> **TRY IT**
Print the records exactly. Miss nothing.

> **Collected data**
[Start of section]

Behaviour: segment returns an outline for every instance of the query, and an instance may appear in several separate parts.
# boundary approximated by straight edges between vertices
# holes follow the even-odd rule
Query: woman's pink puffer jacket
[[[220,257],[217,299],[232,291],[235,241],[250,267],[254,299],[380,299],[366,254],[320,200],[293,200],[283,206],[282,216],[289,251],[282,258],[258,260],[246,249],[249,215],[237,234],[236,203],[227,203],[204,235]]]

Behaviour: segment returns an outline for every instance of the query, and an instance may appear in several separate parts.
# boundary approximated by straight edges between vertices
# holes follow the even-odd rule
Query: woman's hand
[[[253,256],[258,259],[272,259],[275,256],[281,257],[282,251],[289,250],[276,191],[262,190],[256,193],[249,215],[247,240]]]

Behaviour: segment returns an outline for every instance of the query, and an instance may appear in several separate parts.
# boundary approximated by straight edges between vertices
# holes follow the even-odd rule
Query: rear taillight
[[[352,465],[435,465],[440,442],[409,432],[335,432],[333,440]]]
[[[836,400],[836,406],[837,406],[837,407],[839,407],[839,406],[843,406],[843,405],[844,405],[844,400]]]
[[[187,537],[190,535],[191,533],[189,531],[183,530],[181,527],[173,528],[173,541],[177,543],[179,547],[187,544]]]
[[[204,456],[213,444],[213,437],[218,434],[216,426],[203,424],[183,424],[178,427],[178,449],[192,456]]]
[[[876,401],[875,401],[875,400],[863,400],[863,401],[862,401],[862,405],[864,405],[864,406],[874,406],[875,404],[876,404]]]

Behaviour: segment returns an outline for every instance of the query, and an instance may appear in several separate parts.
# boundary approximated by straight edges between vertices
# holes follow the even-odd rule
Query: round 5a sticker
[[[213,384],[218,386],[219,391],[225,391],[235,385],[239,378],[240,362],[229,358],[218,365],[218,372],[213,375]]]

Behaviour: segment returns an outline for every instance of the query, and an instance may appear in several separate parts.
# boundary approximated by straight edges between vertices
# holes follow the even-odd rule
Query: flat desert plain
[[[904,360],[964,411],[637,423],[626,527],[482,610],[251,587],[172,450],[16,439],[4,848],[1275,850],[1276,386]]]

[End of section]

> **OUTPUT**
Behaviour: segment returns an outline for every instance of the query, and an instance may appear in several separate parts.
# boundary approximated by straight edges between vertices
# holes follow the even-odd rule
Query: woman's pink puffer jacket
[[[220,257],[217,299],[232,291],[235,241],[250,267],[254,299],[380,299],[366,254],[320,200],[293,200],[283,206],[282,216],[289,251],[282,258],[258,260],[246,249],[249,215],[237,234],[236,203],[227,203],[204,235]]]

Behaviour: segment returns an outline for every instance of the query, and an instance may appear in several separate parts.
# boundary approximated by straight edges between vertices
# holes follow the even-odd rule
Query: woman's hand
[[[253,256],[258,259],[272,259],[275,256],[281,257],[282,251],[289,250],[276,191],[262,190],[256,193],[249,215],[247,240]]]

Behaviour: segment returns an outline for every instance of the query, and an instance may appear in several separate parts.
# boundary approximated by straight edges between vertices
# holes follow the even-odd rule
Query: rear taillight
[[[352,465],[435,465],[440,442],[409,432],[335,432],[333,440]]]
[[[836,400],[836,406],[837,406],[837,407],[839,407],[839,406],[843,406],[843,405],[844,405],[844,400]]]
[[[187,537],[190,535],[191,533],[189,531],[183,530],[181,527],[173,528],[173,541],[177,543],[179,547],[187,544]]]
[[[204,456],[213,444],[213,437],[218,434],[216,426],[203,424],[183,424],[178,427],[178,449],[192,456]]]
[[[876,401],[875,401],[875,400],[863,400],[863,401],[862,401],[862,405],[864,405],[864,406],[874,406],[875,404],[876,404]]]

Behaviour: segment returns an outline for every instance of the query, and an instance may appear in several separate parts.
# boundary approximated by straight edges between vertices
# holes follow the even-odd rule
Query: round 5a sticker
[[[213,384],[218,386],[219,391],[225,391],[235,385],[239,378],[240,362],[229,358],[218,365],[218,372],[213,375]]]

Behaviour: segment returns an outline for every instance of the query, and an instance may appear in several separate parts.
# boundary approximated by straight edges between vertices
# holes follow the even-odd rule
Query: flat desert plain
[[[904,360],[964,411],[637,423],[626,527],[482,610],[251,587],[172,450],[16,439],[4,848],[1275,850],[1276,386]]]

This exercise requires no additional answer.